Exercise prompt:
Repeat the line that contains "# records integer" exactly, along with each following line up to and including the last line of the entries.

Data extract below:

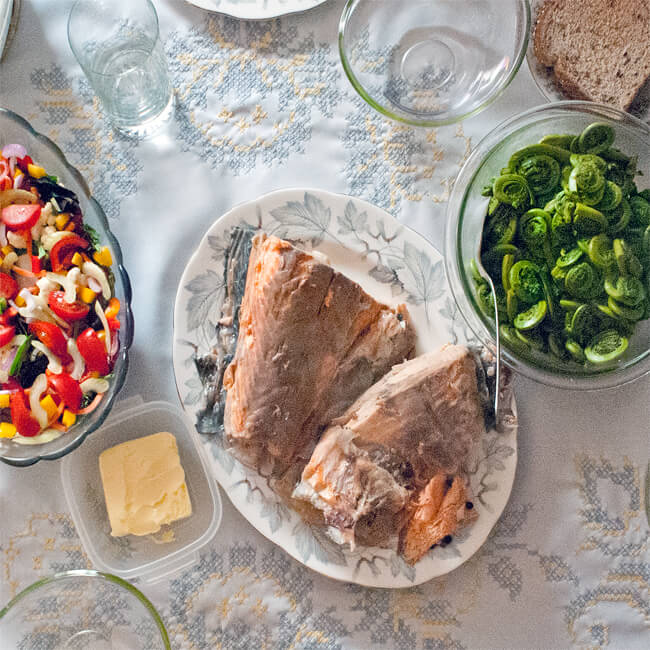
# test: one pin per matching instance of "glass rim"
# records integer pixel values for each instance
(429, 123)
(482, 327)
(88, 68)
(91, 573)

End of Data extract.

Response area:
# records integer pixel values for each instance
(429, 123)
(482, 327)
(88, 68)
(91, 573)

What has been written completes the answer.